• _Data shown_
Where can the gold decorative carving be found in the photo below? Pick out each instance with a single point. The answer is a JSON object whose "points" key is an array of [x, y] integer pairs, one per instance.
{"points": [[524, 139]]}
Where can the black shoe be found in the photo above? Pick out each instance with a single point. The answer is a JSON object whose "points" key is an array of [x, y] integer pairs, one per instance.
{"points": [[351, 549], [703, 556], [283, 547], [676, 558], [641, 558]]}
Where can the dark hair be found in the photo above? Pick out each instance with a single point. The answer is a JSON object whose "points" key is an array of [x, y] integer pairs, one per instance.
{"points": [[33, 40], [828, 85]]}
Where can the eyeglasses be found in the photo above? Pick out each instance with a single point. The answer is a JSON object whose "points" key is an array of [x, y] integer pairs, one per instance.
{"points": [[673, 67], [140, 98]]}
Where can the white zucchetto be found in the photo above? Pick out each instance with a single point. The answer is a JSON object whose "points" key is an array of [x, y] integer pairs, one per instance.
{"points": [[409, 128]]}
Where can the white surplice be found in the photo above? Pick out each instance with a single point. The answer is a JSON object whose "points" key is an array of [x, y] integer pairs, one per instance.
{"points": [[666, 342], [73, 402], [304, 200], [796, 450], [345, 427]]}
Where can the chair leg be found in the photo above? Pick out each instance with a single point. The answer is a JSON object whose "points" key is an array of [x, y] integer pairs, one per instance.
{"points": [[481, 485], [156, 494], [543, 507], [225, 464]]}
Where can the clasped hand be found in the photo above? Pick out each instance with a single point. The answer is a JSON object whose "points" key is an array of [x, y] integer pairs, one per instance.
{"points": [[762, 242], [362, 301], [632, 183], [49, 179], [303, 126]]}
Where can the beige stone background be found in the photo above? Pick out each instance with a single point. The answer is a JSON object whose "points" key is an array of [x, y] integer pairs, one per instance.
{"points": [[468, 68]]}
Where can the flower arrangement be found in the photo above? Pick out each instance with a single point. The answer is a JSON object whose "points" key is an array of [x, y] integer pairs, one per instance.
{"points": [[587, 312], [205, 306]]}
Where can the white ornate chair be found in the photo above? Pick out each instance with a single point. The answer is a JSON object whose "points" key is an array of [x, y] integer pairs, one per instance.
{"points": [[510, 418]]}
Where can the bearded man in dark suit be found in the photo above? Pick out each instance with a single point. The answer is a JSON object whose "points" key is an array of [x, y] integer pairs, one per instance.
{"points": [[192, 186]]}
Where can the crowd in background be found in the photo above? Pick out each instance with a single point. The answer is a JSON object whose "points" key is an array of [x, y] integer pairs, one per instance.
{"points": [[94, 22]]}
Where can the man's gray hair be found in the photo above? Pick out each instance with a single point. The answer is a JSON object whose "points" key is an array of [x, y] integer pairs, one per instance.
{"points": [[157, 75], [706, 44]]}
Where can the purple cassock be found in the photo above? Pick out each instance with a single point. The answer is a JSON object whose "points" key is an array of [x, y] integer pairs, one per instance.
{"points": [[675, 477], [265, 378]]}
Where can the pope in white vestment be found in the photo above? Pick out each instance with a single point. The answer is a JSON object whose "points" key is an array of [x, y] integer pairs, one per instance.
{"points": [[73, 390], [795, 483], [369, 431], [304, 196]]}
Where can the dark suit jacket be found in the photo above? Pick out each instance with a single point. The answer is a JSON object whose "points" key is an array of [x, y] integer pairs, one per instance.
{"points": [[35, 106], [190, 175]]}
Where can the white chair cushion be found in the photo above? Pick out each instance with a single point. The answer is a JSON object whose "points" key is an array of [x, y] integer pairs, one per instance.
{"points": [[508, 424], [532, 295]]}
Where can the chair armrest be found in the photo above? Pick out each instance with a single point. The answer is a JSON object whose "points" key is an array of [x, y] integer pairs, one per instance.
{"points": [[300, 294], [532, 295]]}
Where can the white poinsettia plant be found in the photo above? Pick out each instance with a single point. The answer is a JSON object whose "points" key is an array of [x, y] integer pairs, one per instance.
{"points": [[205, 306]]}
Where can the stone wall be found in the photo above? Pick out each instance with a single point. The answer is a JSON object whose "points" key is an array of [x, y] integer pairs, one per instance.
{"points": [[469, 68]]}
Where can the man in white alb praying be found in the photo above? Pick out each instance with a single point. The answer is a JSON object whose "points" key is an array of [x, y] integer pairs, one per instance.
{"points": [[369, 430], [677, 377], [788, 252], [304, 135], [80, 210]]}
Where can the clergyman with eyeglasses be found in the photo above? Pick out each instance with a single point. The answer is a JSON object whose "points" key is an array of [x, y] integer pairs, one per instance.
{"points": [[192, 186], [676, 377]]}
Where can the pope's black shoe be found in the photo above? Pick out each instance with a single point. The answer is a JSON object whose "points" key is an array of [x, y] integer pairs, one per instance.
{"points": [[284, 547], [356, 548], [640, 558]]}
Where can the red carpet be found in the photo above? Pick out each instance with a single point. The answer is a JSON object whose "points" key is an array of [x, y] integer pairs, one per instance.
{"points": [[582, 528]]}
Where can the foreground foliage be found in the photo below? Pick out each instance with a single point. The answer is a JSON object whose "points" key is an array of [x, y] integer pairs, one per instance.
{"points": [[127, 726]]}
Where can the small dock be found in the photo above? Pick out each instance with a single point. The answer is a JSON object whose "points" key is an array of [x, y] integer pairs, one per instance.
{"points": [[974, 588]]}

• _Prompt_
Copy the whole listing above word for word, with every line unchanged.

• _Answer for the task_
Where can the gold decorative carving be found in the photo below? Pick out each instance with a single point. The answer is a JSON object whose "points" key is an array of [x, y] integer pairs, one per instance.
{"points": [[524, 139]]}
Where can the black shoe be found in the photo above? Pick out each instance with a single point. The answer is a JSON object whose "points" key is an array of [x, y] integer pairs, one per instance.
{"points": [[351, 549], [703, 556], [283, 547], [676, 558], [641, 558]]}
Where can the dark hair be found in the photo above? Pick out each instance with a single point. The answer is a JSON object whose "points" key is an array of [x, y] integer pairs, one per instance.
{"points": [[33, 40], [828, 85]]}
Where can the eyeglasses be found in the photo above? Pick out each instance with a single point. The answer is a JSON object whose "points" key is an array of [x, y] integer pairs, one per instance.
{"points": [[673, 67], [140, 98]]}
Where can the white zucchetto be found in the photo above? Pick out each instance with a single point. The answer is a JSON object whose "points" key is an array of [x, y] integer pairs, one per instance.
{"points": [[409, 128]]}
Where can the white surplice be found in the photo above? Pick out each instance with a single point. The answer is a JSON object whose "points" key is an array of [x, y] integer pairs, one per instance.
{"points": [[666, 342], [73, 402], [304, 200], [796, 450], [345, 427]]}
Where can the chair leg be found in the photo above? Pick out each instance with a single point. The answer is a JSON object whose "points" key is an array of [x, y] integer pairs, one per instance.
{"points": [[481, 485], [156, 494], [543, 507], [225, 464]]}
Where can the clasped hand be found in the photo above? Pick out each instance with a single point. The answer is a JSON object whose "points" key is an array of [x, y] integer pairs, one per instance.
{"points": [[762, 242], [362, 301], [632, 183], [49, 179], [303, 126]]}
Where can the beige stone background be found in the photo above? Pick out each instance with a single point. The answer is a JSON object whose "points" key is an array of [x, y] integer pairs, one per instance.
{"points": [[468, 68]]}
Where can the flower arrangement be found in the photo above? Pick out each instance with a single point. The answer is a JSON object whose "points" key is an array of [x, y] integer pairs, one per instance.
{"points": [[587, 312], [205, 306]]}
Where can the white ornate chair be found in the photo above? Pick out each instance with a single point. The answer is a JSON object whose "points" key is an array of [x, y] integer pairs, one per instance.
{"points": [[510, 418]]}
Where can the bearded man in dark suit be found in the photo above? Pick out each instance with a single point. The answer is a JSON object whose "points" key is an array of [x, y] integer pairs, one per instance.
{"points": [[192, 186]]}
Where can the crowd in background be found in the photo above? Pick out each instance with a single point. The answer is a JSON object whose "points" key is an array of [x, y] integer pairs, one per instance.
{"points": [[94, 22]]}
Where can the man's gray hair be found in the photo above? Pick out each instance with a single point. The answer is a JSON object whose "points" key is an array of [x, y] integer pairs, one per instance.
{"points": [[157, 75], [706, 44]]}
Where can the purple cassock be found in the photo above? Pick out each instance with a single point. The answer is a JSON object whose "points" key is an array of [x, y] integer pairs, one per instance.
{"points": [[675, 477], [265, 378]]}
Where can the pope in white vestment be found in the photo above? Pick out each instance with a single point. The answer is a JSON object whose "points" key is an array of [x, y] integer pairs, one per instance.
{"points": [[73, 390], [795, 483], [369, 431], [304, 196]]}
Where can the dark suit jacket be found in the photo above? Pick out each instance with a single point. The answer is a JSON object whose "points" key is an array of [x, y] integer pairs, one per instance.
{"points": [[35, 106], [190, 175]]}
Where can the white chair cushion be found in the photo above? Pick out each instance with a single point. The answer is a JSON object whose "points" key is an array of [x, y] integer pairs, one per instance.
{"points": [[508, 424], [532, 295]]}
Where can the chair armrest be found in the photo above? Pick out each instance with a single point. The answer is a JSON object whose "points" key is an array of [x, y] integer pairs, one per instance.
{"points": [[300, 294], [532, 295]]}
Where can the white poinsettia plant be found in the photo above? Pick out each instance with a single point. The answer is a JSON object whose "points" key is an array of [x, y] integer pairs, one per instance.
{"points": [[205, 306]]}
Where can the stone wall be found in the photo above? Pick out each instance with a single point. The answer is a JSON object whose "points" key is an array of [x, y] integer pairs, one per instance.
{"points": [[469, 68]]}
Where can the man in white alb praying be found in the photo above? Pick out each instance with a single point. The answer is a JSON object whose "points" key is an array of [x, y] integer pairs, one per instance.
{"points": [[369, 430], [677, 377], [788, 252], [304, 135], [80, 210]]}
Where can the clergyman with eyeglasses be found in the photo above? Pick out each instance with a single point. The answer is a JSON object whose "points" key is an array of [x, y] integer pairs, one per instance.
{"points": [[192, 186], [676, 377]]}
Where can the pope's black shoe be found in the photo above? Pick out each instance with a single point. The answer is a JSON object whose "points" key is an array of [x, y] integer pairs, one per instance.
{"points": [[284, 547], [356, 548], [640, 558]]}
Where can the red carpet be found in the photo above? Pick out each instance with a single point. The answer is a JSON object whose "points" key is an array of [x, y] integer pairs, one per instance.
{"points": [[582, 528]]}
Where can the foreground foliage be found in the photo below? Pick out each instance with a single point. The answer is a JSON object whose "points" key is an array of [x, y] integer pairs, one per instance.
{"points": [[127, 726]]}
Where can the small dock be found in the photo above? Pick out each instance with a single point. The answer is a JSON object whose "points" key is an array of [x, y] integer pairs, one per instance.
{"points": [[974, 588]]}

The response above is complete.